Stored rows

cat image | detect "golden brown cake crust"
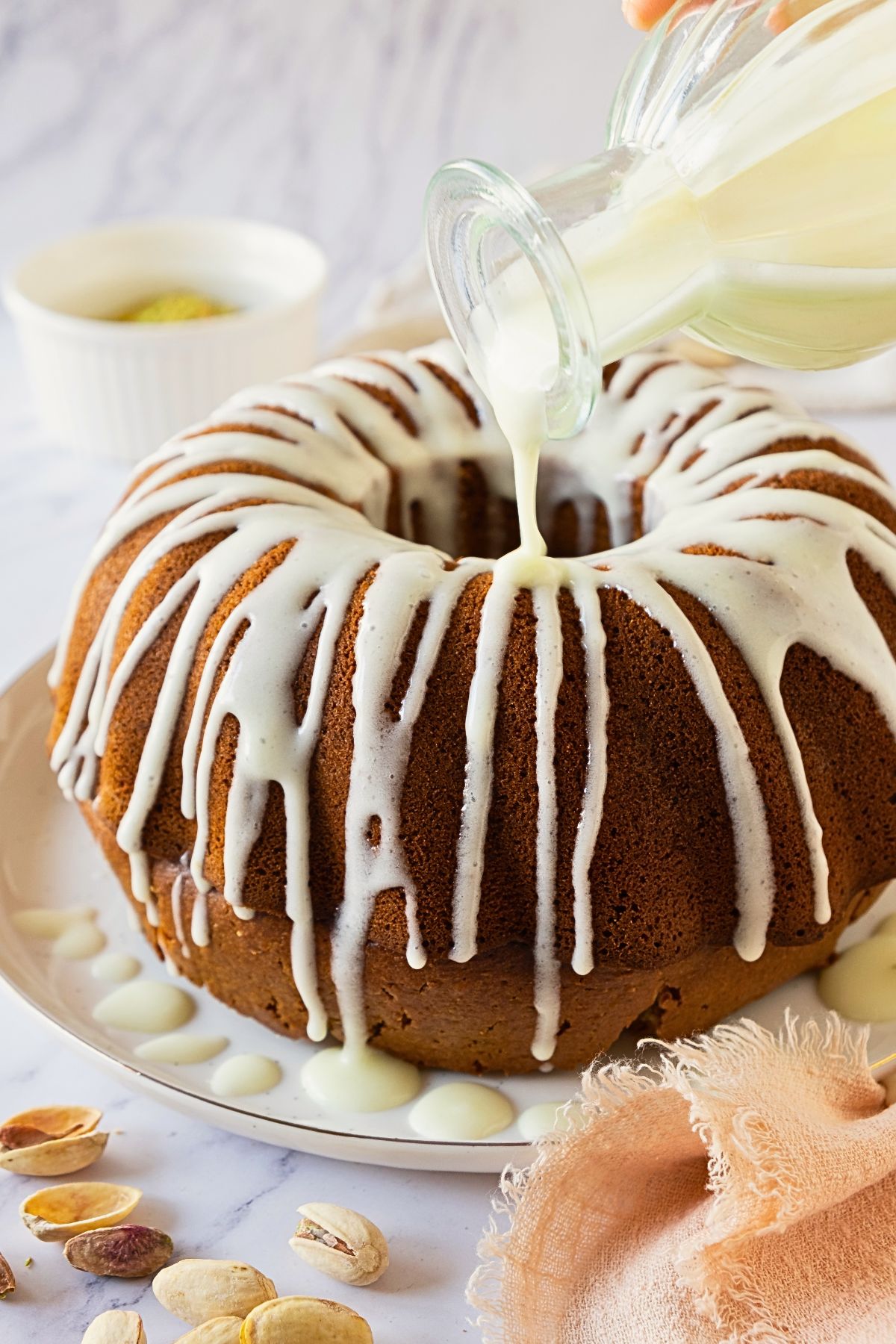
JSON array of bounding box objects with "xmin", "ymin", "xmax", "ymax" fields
[
  {"xmin": 84, "ymin": 808, "xmax": 880, "ymax": 1074},
  {"xmin": 50, "ymin": 343, "xmax": 896, "ymax": 1071}
]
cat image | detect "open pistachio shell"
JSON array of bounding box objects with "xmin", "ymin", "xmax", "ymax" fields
[
  {"xmin": 0, "ymin": 1255, "xmax": 14, "ymax": 1295},
  {"xmin": 239, "ymin": 1297, "xmax": 373, "ymax": 1344},
  {"xmin": 175, "ymin": 1316, "xmax": 243, "ymax": 1344},
  {"xmin": 289, "ymin": 1203, "xmax": 388, "ymax": 1287},
  {"xmin": 0, "ymin": 1129, "xmax": 109, "ymax": 1176},
  {"xmin": 81, "ymin": 1312, "xmax": 146, "ymax": 1344},
  {"xmin": 19, "ymin": 1180, "xmax": 143, "ymax": 1242},
  {"xmin": 0, "ymin": 1106, "xmax": 102, "ymax": 1142}
]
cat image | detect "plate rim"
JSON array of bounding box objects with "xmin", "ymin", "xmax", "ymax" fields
[{"xmin": 0, "ymin": 645, "xmax": 533, "ymax": 1154}]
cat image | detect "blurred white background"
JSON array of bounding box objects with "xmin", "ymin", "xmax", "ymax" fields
[{"xmin": 0, "ymin": 0, "xmax": 638, "ymax": 336}]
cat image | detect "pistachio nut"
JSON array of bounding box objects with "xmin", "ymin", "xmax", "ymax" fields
[
  {"xmin": 175, "ymin": 1316, "xmax": 243, "ymax": 1344},
  {"xmin": 152, "ymin": 1260, "xmax": 277, "ymax": 1325},
  {"xmin": 62, "ymin": 1223, "xmax": 175, "ymax": 1278},
  {"xmin": 289, "ymin": 1204, "xmax": 388, "ymax": 1287},
  {"xmin": 81, "ymin": 1312, "xmax": 146, "ymax": 1344},
  {"xmin": 0, "ymin": 1255, "xmax": 16, "ymax": 1302},
  {"xmin": 239, "ymin": 1297, "xmax": 373, "ymax": 1344},
  {"xmin": 19, "ymin": 1180, "xmax": 143, "ymax": 1242}
]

The request
Reproduce the material above in full, exactly, with no images.

The reply
cat image | detect "golden brown cake crust"
JSON array of bounding box objects with "xmin", "ymin", "xmax", "ymax" fields
[
  {"xmin": 84, "ymin": 808, "xmax": 880, "ymax": 1074},
  {"xmin": 50, "ymin": 343, "xmax": 896, "ymax": 1071}
]
cat image | detect "open pistachio shell"
JSON array of bounding box objects with "xmin", "ymin", "xmax", "ymax" fields
[
  {"xmin": 0, "ymin": 1255, "xmax": 14, "ymax": 1295},
  {"xmin": 239, "ymin": 1297, "xmax": 373, "ymax": 1344},
  {"xmin": 175, "ymin": 1316, "xmax": 243, "ymax": 1344},
  {"xmin": 289, "ymin": 1203, "xmax": 388, "ymax": 1287},
  {"xmin": 0, "ymin": 1129, "xmax": 109, "ymax": 1176},
  {"xmin": 81, "ymin": 1312, "xmax": 146, "ymax": 1344},
  {"xmin": 19, "ymin": 1180, "xmax": 143, "ymax": 1242},
  {"xmin": 0, "ymin": 1106, "xmax": 102, "ymax": 1142}
]
cat image | detect "plate rim"
JSON array of bounding box objects with "xmin", "ymin", "xmax", "ymax" fields
[{"xmin": 0, "ymin": 645, "xmax": 533, "ymax": 1154}]
cat image | detect "blurred white background"
JSON array of bounding box objects with "xmin", "ymin", "xmax", "ymax" fields
[{"xmin": 0, "ymin": 0, "xmax": 638, "ymax": 336}]
cat image | detect "pistachio nut"
JSON array of bounding box objects with "xmin", "ymin", "xmax", "ymax" fields
[
  {"xmin": 175, "ymin": 1316, "xmax": 243, "ymax": 1344},
  {"xmin": 152, "ymin": 1260, "xmax": 277, "ymax": 1325},
  {"xmin": 62, "ymin": 1223, "xmax": 175, "ymax": 1278},
  {"xmin": 289, "ymin": 1204, "xmax": 388, "ymax": 1287},
  {"xmin": 81, "ymin": 1312, "xmax": 146, "ymax": 1344},
  {"xmin": 0, "ymin": 1255, "xmax": 16, "ymax": 1302},
  {"xmin": 239, "ymin": 1297, "xmax": 373, "ymax": 1344},
  {"xmin": 19, "ymin": 1180, "xmax": 143, "ymax": 1242}
]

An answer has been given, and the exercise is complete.